* _REQUIREMENT A_
In the traveling sales werewolf text, what does Romasanta make his soap out of?
* _REQUIREMENT B_
Decide whether each statement agrees with the traveling sales werewolf text, answering yes or no and quoting the words of the text that decide it. (i) The murders and wolf attacks took place in the Spanish countryside in the mid 1800s. (ii) A detective found precise surgical incisions in the mangled flesh. (iii) The woman Romasanta seduces keeps what she learns from the police.
* _REQUIREMENT C_
Please write the next part of the traveling sales werewolf text, starting after its last sentence.

* _EXCERPTED TEXT_
···

A Traveling Sales Werewolf


In the mid 1800s the countryside of Spain was plagued by unusual murders and wolf attacks. My first of three conclusive thoughts was, “Wolves are mugging people, no doubt.”

But the wolfiness going on was merely a by-product of the murders, wherein the wolves would eat the remains and make the cops think the dead people were made that way by the hungry animals.

But one detective noticed hidden within the mangled flesh areas were very precise surgical incisions. Since there was nary a hairy enrolled in medical school, the crimes were obviously committed by a human. (My second conclusive thought placed the blame squarely on Jack The Ripper. Apparently, it was not him, dang it.)


Enter Romasanta, a traveling soap salesman who makes his product out of human body fat. Ick. Since this was the stinky 1800s and bathing was done on special occasions (like the changing of the seasons), his soap was in demand. After he seduces a rippingly hot supermodel (bath tub scene – great rewind material), she discovers he killed her sisters and was more than likely using their soapy butt fat to wash herself. Eeww! So she tells the police and a manhunt ensues.


While the wolf/werewolf attacks are PG graphic, it’s the scene of the fat and naked guy running through the woods with his Willy Wonka flapping around the way a chubby snake does when it sticks its head out the window of a car speeding down the freeway that’s the most unsettling.

···

* _DATA LISTING_
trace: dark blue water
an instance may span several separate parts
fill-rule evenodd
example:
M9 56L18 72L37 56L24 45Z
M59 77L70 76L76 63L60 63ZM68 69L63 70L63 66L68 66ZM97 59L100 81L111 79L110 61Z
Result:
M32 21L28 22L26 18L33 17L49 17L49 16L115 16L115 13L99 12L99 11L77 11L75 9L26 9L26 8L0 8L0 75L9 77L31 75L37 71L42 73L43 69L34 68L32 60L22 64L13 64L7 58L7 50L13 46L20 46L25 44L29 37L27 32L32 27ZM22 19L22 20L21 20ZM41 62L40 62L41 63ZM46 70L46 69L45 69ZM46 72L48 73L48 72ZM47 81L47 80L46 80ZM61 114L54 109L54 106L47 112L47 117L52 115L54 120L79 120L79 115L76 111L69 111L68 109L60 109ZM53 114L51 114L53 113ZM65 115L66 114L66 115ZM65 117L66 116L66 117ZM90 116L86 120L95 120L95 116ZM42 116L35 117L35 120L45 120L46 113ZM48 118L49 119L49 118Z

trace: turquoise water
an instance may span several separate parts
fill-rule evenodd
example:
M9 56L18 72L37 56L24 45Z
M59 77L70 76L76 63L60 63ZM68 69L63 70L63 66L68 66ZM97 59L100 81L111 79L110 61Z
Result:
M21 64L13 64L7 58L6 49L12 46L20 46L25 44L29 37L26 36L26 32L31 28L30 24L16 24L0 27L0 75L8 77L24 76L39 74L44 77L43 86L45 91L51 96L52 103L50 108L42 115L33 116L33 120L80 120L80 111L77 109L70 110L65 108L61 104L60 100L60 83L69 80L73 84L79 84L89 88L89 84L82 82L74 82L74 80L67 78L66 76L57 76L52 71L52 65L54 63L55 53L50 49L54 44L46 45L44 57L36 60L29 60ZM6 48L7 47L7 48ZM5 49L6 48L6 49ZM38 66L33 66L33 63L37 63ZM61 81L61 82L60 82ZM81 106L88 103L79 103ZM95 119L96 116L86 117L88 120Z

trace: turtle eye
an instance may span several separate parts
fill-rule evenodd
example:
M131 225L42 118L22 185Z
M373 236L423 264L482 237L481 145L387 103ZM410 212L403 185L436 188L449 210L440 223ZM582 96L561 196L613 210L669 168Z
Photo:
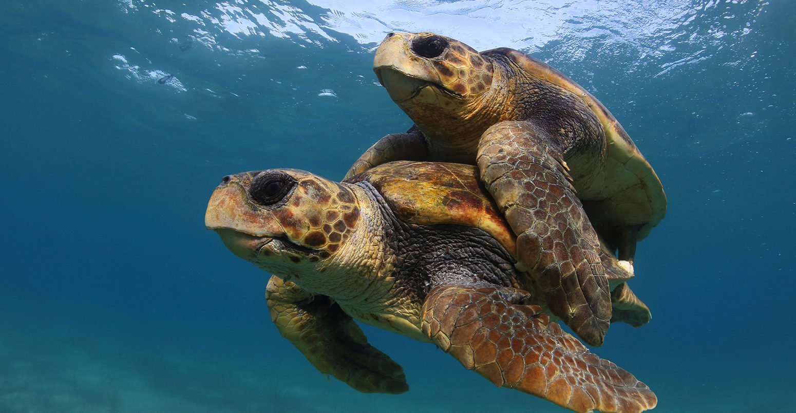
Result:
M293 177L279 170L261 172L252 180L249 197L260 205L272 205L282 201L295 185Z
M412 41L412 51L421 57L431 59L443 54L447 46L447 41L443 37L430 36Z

···

* _EXPECTED ANSWER A_
Human body fat.

* _EXPECTED ANSWER B_
(i) Yes: "In the mid 1800s the countryside of Spain was plagued by unusual murders and wolf attacks."
(ii) Yes: "one detective noticed hidden within the mangled flesh areas were very precise surgical incisions"
(iii) No: "So she tells the police and a manhunt ensues."

* _EXPECTED ANSWER C_
Romasanta is tried in court and he tells them he couldn’t help killing 15 people because he’s a werewolf. His attorney successfully gets him off the hook under the “bonkers” defense strategy. I need this guy’s number.


While Romasanta doesn’t morph into a werewolf in a silly fur coat, they do show him changing into a human from a real wolf form. I felt this was pretty neat.


A few problems, however: Romasanta did not have an accent befitting someone from Spain. Nor did the cops. Nor did the wolves, which didn’t sound the least bit Spanish when they howled (example: “El Barko! El Barko!”). My last conclusive thought was that Romasanta (2004), which was based on a true story (Werewolf of Allariz, 1853), could’ve used more soap bubbles.